▶ [SEITENTEXT]
Wie sind Sie auf diese Idee gekommen?
Ein solches Stipendium ist nicht neu, das kennen auch andere Universitäten und ist weit verbreitet.
Wer bezahlt das?
Eine Stiftung finanziert einen Teil, der andere Teil stammt aus eigenen Mitteln.
Sie haben gesagt, Sie hätten Fördergelder gefunden. Wie, wo?
Platt gesagt mit Türklinken-Putzen. Konkret mit herausragenden Ideen, bestechenden Konzepten und Überzeugungsarbeit.
Wie viel Geld fliesst so in die Uni-Kasse?
Pro Jahr sammeln wir über 30 Millionen Franken an Zuwendungen ein. Da wir weder einen Management-Overhead noch andere Strukturen damit finanzieren müssen, fliessen diese praktisch vollumfänglich der Forschung zu, und wir achten sehr strikt darauf, dass die Forschungsfreiheit gewahrt ist.

▶ [Gesammelte Dateneinträge]
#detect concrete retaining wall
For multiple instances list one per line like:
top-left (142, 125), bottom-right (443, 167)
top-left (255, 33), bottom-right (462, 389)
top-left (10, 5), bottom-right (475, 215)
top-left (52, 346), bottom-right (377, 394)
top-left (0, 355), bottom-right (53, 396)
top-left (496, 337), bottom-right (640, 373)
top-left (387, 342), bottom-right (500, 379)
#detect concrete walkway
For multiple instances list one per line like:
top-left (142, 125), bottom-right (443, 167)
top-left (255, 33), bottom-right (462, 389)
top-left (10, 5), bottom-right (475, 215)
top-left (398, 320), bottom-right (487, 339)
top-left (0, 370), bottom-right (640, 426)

▶ [FRAGEN]
1: Geben Sie den Absatz im Seitentext, der mit „Pro Jahr sammeln wir“ beginnt, als kurze Stichpunktliste wieder und behalten Sie dabei alle wesentlichen Fakten bei.
2: Womit wurden die Fördergelder laut Seitentext konkret gefunden?

▶ [ANTWORTEN]
1:
- Jährlich über 30 Millionen Franken an Zuwendungen
- Keine Finanzierung von Management-Overhead oder anderen Strukturen
- Die Mittel fliessen praktisch vollumfänglich der Forschung zu
- Die Forschungsfreiheit wird strikt gewahrt

2: Mit herausragenden Ideen, bestechenden Konzepten und Überzeugungsarbeit.